INSTRUCTIONS TO FOLLOW
Every entry below should be repeated exactly; the pictures should not.

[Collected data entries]
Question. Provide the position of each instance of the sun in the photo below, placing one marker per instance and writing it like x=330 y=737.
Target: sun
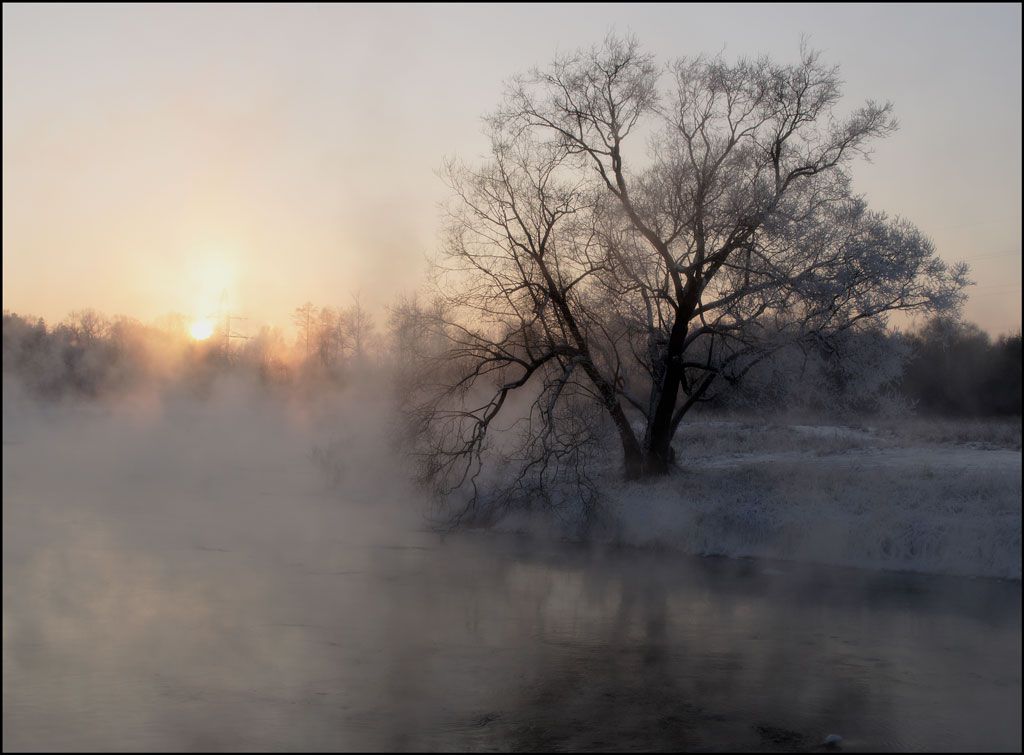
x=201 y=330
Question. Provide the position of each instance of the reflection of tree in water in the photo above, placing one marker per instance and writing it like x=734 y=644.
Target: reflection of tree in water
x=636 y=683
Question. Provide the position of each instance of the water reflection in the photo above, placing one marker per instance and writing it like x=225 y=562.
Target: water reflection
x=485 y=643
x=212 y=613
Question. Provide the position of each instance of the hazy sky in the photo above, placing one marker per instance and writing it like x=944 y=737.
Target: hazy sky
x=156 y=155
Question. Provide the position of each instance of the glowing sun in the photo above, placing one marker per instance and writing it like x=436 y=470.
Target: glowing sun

ANSWER TO THIS EXERCISE
Question. Provide the position of each instance of the sun in the photo below, placing one marker per instance and writing it like x=330 y=737.
Target: sun
x=201 y=330
Question. Provide the position of each instance of the reflection of tree in water in the photo above, placing one marker per instance and writing it like x=734 y=644.
Target: reflection of tree in water
x=636 y=683
Question. Provide the position of each instance of the water reflection in the photo above, placing one marker per instance and writing it like x=225 y=562.
Target: water reflection
x=485 y=643
x=212 y=613
Question. Provide the position of each instance of the hazy sky in the photo above, placing one marker per instance and writing it like x=944 y=737.
Target: hazy sky
x=156 y=155
Question. Provide the position of each instance of the glowing sun in the photo above, placing one marker per instance and writing it like x=436 y=470.
Target: glowing sun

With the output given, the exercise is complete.